This uses a rewrite of the algorithm used in the publication, to see a comparison to the original implementation see the benchmarks
Example:
import igraph as ig
import speakeasy2 as se2
g = ig.Graph.Famous("Zachary")
memb = se2.cluster(g)
Membership is returned as an igraph.clustering.VertexClustering
object.
Use print
to view the membership:
print(memb)
Clustering with 34 elements and 9 clusters
[0] 0, 1, 2, 3, 7, 12, 13, 17, 19, 21
[1] 14, 15, 18, 20, 22, 32, 33
[2] 8, 30
[3] 26, 29
[4] 11
[5] 23, 24, 25, 27, 31
[6] 9
[7] 28
[8] 4, 5, 6, 10, 16
Or to convert to a python list for use outside of igraph
run memb.membership
.
From the results, a node ordering can be computed to group nodes in a community together. This can be used as an index and works to display the community structure using a heatmap to view the adjacency matrix.
ordering = se2.order_nodes(g, memb)
SpeakEasy 2 can work with weighted graphs by either passing weights as a list with length equal to the number of edges or by using the igraph attribute table.
g.es["weight"] = [1 for _ in range(g.ecount())]
memb = se2.cluster(g)
By default, SpeakEasy 2 will check if there is an edge attribute associated with the graph named weight
and use those as weights. If you want to use a different edge attribute, pass the name of the attribute.
memb = se2.cluster(g, weights="tie_strength")
Or if a graph has a weight edge attribute but you don't want to use them, explicitly pass None
to the weights
keyword argument.
Subclustering can be used to detect hierarchical community structure.
memb = se2.cluster(g, subcluster=2)
The number determines how many levels to perform community detection at. The default 1 means only to perform community detection at the top level (i.e. no subclustering). When subclustering, membership will be a list of igraph.VertexClustering
objects, the top level membership will be the object at index 0.
A few other useful keywords arguments are max_threads
, verbose
, and seed
. The max_thread
keyword determines how many processors SpeakEasy 2 is allowed to use. By default the value returned by OpenMP is used. To prevent parallel processing, explicitly pass max_threads = 1
to the method.
The verbose
option will cause the algorithm to print out some information about the process.

### Work to complete
Write the next part of the SpeakEasy 2 documentation, picking up after its final sentence.

### Provided data

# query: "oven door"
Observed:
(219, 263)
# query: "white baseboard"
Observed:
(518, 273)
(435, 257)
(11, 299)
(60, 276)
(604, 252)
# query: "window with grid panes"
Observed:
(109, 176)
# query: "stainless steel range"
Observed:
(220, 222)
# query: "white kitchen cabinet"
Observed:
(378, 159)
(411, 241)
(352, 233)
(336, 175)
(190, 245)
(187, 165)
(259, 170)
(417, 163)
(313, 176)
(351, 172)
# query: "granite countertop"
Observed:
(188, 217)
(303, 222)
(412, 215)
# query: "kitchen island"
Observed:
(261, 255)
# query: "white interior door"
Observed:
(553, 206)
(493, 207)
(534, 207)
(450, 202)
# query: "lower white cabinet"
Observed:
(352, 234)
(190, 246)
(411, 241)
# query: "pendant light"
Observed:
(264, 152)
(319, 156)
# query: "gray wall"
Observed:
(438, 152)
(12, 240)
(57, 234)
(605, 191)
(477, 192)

### Response below
For reproducible results, the seed
option sets the seed of the random number generator. Note: this is a random number generator managed by the underlying C library and is independent of other random number generators that might have been set in python.
speakeasy2 is available from pypi so it can be installed with pip
or other package managers.
pip install --user speakeasy2
Compilation depends on a C compiler, CMake, and (optionally) ninja.
Since the igraph
package is supplied by the vendored SE2 C library, after cloning the source directory, submodules most be recursively initialized.
git clone "https://github.com/SpeakEasy-2/python-speakeasy2"
cd python-speakeasy2
git submodule update --init --recursive
The CMake calls are wrapped into the python build logic in the build_script.py
(this is a poetry
specific method for building C extensions).
This allows the package to be built using various python build backends.
Since this package uses poetry, the suggested way to build the package is invoking poetry build
and poetry install
, which will install in development mode.
For convenience, the provided Makefile
defines the install
target to do this and clean-dist
to clear all generated files (as well as other targets, see the file for more).
It should now be possible to run scripts through poetry
:
poetry run ipython path/to/script.py
Or enter a python repository with the private environment activate in the same way.
poetry run ipython
If you don't want to use poetry
, it's possible to build with other method in their standard way.
For example python -m build
or pip install --editable .
should both work.